- [Job]
From the line containing "In this picture, where can the man in" down to the last line of the material, return those lines verbatim and only those.

- [Data for this exercise]
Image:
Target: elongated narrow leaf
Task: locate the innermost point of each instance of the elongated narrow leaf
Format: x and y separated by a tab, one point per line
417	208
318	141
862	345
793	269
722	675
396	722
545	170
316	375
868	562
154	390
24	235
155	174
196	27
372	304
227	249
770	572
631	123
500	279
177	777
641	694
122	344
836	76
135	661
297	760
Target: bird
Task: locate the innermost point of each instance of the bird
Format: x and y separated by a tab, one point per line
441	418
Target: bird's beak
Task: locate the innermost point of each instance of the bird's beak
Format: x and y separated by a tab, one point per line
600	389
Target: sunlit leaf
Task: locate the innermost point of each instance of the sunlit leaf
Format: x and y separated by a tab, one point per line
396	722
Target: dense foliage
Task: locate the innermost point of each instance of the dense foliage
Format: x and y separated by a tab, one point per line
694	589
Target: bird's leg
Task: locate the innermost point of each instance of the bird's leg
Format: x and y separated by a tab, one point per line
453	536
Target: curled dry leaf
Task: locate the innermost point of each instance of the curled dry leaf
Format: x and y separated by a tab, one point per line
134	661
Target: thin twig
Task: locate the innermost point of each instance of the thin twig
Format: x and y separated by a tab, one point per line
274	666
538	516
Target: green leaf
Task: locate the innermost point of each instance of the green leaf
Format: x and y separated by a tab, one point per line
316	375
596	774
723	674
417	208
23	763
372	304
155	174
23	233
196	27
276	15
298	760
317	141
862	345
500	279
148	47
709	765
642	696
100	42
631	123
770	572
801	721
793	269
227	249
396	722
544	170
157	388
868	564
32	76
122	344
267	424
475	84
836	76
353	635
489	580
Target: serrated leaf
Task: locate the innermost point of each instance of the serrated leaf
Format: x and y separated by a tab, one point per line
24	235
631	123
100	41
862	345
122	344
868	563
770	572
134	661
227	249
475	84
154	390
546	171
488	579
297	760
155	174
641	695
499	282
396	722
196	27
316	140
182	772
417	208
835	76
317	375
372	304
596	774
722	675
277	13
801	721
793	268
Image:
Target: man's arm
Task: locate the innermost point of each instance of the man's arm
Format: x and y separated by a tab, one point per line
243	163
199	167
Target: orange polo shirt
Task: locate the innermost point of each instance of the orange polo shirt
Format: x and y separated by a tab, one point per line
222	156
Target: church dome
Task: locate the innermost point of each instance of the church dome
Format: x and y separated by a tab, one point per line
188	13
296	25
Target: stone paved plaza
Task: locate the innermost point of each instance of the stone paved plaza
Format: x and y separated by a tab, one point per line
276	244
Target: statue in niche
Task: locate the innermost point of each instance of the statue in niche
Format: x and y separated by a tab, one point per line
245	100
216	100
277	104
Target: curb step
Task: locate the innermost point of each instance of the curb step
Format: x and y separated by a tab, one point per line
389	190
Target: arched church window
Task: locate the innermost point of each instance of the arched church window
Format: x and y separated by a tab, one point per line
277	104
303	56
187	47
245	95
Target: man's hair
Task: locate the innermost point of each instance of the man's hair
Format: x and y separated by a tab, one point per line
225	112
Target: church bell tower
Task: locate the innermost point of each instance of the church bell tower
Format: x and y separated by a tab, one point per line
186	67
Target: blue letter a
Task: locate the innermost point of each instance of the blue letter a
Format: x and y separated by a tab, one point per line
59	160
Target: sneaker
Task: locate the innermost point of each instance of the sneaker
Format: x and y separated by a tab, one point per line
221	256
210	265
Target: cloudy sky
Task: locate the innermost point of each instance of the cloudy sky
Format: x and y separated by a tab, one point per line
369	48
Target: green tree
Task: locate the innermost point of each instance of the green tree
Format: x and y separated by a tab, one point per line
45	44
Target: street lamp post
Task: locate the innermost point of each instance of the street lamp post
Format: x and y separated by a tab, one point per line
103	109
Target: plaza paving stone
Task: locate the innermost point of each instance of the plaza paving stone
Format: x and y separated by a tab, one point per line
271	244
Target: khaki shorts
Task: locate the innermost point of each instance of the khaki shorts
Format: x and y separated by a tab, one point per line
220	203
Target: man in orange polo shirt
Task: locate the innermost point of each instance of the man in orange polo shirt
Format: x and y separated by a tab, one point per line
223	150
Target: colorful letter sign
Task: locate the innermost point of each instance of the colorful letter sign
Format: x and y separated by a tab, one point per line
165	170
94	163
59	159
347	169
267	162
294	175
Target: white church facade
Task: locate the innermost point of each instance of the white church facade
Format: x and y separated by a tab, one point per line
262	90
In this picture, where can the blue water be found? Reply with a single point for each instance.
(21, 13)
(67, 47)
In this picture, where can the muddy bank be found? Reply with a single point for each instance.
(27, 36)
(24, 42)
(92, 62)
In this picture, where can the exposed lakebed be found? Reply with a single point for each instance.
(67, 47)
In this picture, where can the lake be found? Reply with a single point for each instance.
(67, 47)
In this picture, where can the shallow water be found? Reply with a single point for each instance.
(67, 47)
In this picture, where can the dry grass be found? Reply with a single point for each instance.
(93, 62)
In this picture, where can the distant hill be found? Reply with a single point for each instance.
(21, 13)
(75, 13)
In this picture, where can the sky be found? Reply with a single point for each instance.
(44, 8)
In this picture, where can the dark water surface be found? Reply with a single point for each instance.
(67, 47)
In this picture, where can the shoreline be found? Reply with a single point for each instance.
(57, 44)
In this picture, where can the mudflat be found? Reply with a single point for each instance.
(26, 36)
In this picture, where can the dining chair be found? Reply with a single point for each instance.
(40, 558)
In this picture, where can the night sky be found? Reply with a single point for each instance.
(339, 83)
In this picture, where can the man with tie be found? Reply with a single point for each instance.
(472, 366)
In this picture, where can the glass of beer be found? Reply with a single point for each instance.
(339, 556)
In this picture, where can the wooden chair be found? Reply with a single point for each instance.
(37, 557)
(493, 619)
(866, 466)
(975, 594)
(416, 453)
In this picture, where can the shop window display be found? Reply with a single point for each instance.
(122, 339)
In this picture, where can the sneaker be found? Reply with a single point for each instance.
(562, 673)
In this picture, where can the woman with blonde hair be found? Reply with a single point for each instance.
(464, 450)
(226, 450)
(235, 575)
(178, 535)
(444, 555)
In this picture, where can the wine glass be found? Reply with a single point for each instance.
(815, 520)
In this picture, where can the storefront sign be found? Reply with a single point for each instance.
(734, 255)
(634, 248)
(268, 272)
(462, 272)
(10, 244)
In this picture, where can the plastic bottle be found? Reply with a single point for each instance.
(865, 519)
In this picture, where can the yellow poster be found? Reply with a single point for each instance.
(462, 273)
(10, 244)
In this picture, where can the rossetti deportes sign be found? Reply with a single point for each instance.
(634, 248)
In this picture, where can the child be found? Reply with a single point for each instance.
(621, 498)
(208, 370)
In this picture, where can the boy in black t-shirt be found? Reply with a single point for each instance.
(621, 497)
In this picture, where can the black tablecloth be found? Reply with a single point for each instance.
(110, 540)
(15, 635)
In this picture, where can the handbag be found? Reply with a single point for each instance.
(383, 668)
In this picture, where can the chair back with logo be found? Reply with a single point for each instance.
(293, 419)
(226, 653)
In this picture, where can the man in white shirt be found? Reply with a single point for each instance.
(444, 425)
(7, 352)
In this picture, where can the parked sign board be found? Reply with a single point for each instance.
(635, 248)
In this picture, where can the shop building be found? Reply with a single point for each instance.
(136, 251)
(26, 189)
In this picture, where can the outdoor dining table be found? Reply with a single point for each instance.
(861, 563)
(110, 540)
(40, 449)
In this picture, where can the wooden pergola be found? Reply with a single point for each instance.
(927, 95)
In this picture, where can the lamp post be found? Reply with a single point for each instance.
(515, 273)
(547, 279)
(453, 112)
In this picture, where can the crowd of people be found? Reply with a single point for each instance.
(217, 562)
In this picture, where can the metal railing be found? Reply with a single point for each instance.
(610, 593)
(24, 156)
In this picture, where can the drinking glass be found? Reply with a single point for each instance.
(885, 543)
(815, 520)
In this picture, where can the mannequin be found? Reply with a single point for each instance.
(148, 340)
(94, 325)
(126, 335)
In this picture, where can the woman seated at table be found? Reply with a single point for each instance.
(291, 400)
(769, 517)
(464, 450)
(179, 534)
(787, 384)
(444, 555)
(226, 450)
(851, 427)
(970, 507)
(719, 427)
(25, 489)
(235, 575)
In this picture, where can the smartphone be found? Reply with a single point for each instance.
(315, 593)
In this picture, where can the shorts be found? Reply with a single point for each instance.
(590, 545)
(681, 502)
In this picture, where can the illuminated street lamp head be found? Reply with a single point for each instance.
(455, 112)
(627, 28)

- [Response]
In this picture, where can the man in white shirt be found? Reply with a single point for each instance.
(444, 425)
(7, 352)
In this picture, where can the parked sign board be found? Reply with a single point for each instance.
(635, 248)
In this picture, where can the shop building be found? Reply with a single point for each instance.
(136, 251)
(26, 189)
In this picture, where can the outdoor dining table be found? Reply with a single point for each instance.
(861, 563)
(110, 540)
(40, 449)
In this picture, where can the wooden pergola be found? Reply with a single point for each instance.
(927, 95)
In this picture, where can the lamp post be found? Reply with a single point for each instance.
(515, 273)
(547, 279)
(453, 112)
In this picture, where can the crowd of people be found? Reply with a single point for each instance.
(217, 562)
In this picture, where can the metal railing be found? Reply with a single point for each instance.
(610, 593)
(24, 156)
In this picture, where can the drinking glass be found? Reply with a single point for each instance.
(885, 543)
(815, 520)
In this picture, where can the mannequin be found? Reply with a single point for each instance.
(148, 340)
(94, 325)
(126, 335)
In this picture, where can the woman seated at table be found? Reply with a single point for each instance.
(291, 400)
(769, 517)
(464, 450)
(179, 534)
(787, 384)
(444, 555)
(226, 450)
(851, 427)
(970, 507)
(719, 427)
(25, 489)
(235, 575)
In this picture, where can the smartphone be found? Reply with a single point for each instance.
(315, 593)
In this picture, where can the shorts be found? Reply with a single point for each instance.
(590, 545)
(681, 502)
In this picture, where can the illuminated street lamp head be found? Reply with a single point for each instance.
(455, 112)
(627, 28)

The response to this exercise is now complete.